Entries from a point annotation set:
********************

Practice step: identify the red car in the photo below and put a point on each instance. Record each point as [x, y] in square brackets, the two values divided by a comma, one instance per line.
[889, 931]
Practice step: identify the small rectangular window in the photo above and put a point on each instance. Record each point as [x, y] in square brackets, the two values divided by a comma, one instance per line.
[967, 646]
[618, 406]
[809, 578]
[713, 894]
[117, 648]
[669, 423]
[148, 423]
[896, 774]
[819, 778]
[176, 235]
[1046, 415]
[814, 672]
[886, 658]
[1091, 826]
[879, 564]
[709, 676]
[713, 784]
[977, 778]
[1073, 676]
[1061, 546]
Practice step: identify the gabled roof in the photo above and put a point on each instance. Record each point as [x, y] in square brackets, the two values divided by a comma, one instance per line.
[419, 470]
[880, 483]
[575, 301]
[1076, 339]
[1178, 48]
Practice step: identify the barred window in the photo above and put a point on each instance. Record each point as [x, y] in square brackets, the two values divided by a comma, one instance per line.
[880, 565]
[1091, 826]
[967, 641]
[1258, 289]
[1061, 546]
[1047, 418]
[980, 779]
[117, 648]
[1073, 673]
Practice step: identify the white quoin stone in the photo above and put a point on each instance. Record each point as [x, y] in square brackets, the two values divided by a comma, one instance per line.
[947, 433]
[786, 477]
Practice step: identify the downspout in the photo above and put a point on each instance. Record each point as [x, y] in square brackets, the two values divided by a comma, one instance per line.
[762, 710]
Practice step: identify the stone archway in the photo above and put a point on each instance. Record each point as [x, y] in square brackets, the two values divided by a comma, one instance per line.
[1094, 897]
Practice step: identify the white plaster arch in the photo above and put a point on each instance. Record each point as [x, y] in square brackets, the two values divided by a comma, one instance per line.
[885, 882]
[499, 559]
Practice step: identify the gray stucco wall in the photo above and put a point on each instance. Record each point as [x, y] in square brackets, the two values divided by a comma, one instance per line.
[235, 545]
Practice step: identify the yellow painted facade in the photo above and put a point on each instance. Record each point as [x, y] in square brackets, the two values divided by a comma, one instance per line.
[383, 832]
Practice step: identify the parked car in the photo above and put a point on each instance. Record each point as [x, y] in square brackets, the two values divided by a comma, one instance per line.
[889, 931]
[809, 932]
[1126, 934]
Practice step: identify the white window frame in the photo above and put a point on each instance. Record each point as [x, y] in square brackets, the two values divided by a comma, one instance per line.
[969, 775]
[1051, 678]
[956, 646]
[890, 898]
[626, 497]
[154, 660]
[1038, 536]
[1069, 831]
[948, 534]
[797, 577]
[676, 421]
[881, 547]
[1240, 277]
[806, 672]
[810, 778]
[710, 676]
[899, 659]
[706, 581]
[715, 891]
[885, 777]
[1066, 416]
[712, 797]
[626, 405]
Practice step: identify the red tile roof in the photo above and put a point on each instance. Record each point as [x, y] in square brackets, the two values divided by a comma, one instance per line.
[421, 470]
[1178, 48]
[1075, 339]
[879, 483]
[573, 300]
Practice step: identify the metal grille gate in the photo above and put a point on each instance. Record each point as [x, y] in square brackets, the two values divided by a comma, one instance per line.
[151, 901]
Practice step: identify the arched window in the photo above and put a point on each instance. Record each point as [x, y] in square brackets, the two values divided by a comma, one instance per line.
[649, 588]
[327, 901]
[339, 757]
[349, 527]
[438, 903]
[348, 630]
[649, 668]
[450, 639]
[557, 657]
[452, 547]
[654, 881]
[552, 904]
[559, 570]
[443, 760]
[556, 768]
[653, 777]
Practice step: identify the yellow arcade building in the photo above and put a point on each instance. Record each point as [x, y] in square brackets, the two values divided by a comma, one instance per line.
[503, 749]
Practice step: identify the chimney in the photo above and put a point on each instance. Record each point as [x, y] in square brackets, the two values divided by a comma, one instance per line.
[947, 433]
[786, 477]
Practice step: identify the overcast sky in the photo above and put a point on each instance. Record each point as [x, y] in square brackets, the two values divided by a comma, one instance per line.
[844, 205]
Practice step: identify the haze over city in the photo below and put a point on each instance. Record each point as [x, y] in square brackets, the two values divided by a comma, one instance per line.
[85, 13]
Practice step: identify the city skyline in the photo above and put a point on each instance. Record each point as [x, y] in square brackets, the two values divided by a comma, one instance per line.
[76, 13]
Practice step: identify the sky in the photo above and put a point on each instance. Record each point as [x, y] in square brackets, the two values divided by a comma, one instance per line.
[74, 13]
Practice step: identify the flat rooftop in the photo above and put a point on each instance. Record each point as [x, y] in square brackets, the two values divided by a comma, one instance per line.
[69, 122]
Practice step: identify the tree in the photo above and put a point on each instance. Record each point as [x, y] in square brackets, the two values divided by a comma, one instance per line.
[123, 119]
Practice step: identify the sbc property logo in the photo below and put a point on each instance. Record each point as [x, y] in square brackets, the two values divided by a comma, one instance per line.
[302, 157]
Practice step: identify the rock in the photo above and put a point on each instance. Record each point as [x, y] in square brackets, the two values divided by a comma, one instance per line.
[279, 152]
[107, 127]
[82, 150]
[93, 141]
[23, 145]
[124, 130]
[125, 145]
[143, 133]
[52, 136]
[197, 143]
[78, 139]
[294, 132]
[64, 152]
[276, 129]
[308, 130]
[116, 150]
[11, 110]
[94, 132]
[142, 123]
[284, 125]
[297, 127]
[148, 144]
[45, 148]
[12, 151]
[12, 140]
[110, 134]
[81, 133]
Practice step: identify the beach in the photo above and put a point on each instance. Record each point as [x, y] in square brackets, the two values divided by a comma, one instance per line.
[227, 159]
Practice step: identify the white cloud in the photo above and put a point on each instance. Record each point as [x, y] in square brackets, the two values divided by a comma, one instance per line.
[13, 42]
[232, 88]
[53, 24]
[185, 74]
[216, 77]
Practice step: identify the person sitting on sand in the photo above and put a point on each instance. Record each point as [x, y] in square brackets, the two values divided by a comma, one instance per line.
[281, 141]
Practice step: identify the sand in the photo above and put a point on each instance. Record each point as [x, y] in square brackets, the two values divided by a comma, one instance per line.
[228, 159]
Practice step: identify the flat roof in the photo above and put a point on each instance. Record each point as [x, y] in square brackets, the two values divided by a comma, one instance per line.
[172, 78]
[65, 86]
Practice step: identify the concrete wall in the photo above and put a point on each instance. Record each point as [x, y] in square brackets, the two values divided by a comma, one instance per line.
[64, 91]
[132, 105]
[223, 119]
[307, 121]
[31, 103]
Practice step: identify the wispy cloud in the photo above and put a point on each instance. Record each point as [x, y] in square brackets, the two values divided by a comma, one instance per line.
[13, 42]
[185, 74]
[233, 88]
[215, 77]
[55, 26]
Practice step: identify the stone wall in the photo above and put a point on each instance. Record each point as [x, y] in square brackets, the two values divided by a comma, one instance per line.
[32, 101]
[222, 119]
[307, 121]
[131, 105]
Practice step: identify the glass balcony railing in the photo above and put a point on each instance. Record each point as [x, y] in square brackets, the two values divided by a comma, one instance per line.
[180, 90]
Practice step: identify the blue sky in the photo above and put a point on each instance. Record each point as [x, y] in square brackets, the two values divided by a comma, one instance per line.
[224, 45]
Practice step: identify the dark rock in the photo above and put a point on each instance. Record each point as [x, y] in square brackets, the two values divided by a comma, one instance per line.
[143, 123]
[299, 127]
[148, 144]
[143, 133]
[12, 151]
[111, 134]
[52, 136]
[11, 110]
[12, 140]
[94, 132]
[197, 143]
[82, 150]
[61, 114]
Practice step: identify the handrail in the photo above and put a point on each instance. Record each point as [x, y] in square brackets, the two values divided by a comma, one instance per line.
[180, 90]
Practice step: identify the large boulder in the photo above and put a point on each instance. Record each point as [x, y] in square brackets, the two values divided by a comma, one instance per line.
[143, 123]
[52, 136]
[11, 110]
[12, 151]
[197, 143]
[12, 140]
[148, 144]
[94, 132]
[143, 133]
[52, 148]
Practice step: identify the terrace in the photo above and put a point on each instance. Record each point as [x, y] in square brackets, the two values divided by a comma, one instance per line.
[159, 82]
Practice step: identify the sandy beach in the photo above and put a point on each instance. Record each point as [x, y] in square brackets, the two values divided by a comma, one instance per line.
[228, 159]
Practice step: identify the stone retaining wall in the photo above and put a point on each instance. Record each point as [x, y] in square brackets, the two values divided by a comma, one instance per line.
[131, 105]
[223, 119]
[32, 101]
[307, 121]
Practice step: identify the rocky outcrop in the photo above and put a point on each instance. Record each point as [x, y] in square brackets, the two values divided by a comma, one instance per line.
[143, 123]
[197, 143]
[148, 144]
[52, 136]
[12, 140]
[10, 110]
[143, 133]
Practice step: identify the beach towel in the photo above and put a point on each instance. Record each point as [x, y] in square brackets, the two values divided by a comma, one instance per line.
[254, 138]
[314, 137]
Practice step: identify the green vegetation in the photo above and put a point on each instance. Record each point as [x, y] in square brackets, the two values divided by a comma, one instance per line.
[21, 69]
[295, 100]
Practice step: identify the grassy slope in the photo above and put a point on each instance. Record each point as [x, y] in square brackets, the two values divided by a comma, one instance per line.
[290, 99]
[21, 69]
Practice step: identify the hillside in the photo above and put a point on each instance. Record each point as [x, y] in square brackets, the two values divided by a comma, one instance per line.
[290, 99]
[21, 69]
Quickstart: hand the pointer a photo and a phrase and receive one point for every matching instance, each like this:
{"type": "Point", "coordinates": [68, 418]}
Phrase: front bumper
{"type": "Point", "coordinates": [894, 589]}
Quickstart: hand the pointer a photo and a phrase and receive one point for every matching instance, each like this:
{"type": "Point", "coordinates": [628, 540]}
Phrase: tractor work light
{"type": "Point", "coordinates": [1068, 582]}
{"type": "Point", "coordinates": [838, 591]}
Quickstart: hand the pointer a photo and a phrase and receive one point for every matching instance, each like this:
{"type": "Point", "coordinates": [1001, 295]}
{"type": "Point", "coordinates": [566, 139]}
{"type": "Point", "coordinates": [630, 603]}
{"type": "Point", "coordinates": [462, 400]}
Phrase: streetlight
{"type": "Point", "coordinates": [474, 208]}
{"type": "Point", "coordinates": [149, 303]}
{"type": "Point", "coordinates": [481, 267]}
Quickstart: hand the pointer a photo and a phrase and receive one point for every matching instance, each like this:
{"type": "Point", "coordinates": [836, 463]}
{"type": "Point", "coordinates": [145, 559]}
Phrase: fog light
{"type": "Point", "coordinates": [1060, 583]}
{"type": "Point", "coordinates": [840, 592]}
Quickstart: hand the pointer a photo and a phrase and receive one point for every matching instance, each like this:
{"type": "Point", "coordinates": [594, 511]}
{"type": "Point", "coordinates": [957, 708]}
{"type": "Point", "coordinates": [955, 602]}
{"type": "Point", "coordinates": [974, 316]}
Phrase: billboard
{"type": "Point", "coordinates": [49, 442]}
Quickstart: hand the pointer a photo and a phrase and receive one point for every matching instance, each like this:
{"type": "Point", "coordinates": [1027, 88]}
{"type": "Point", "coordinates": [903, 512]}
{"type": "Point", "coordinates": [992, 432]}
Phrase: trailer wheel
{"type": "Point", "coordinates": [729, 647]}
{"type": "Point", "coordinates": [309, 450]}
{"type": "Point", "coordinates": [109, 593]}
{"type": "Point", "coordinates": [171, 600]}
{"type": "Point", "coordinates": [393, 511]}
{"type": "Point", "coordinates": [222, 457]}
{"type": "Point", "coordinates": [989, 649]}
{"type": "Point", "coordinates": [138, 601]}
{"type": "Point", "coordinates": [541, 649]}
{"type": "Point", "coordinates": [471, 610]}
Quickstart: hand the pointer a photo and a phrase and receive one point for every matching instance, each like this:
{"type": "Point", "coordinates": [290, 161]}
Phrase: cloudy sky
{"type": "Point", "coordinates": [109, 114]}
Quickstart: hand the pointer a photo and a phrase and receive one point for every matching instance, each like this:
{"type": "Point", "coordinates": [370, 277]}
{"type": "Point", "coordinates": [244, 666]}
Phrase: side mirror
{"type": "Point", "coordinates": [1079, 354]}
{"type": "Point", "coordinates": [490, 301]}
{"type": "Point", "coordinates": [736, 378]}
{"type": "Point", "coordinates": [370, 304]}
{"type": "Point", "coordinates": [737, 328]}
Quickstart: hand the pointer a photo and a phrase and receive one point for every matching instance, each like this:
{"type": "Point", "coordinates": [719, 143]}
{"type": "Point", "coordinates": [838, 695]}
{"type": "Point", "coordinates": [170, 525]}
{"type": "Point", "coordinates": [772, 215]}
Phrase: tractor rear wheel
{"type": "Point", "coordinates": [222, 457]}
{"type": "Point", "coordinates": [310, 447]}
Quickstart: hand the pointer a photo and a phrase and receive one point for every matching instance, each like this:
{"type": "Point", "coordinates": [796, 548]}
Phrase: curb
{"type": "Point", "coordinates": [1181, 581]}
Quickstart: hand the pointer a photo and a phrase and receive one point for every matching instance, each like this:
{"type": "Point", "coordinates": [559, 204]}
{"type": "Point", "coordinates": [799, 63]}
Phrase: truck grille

********************

**Set exercise**
Pick out each line above that contains the word "tractor", and copy every such line in full.

**Correct output**
Phrase: tractor work light
Phrase: tractor rear wheel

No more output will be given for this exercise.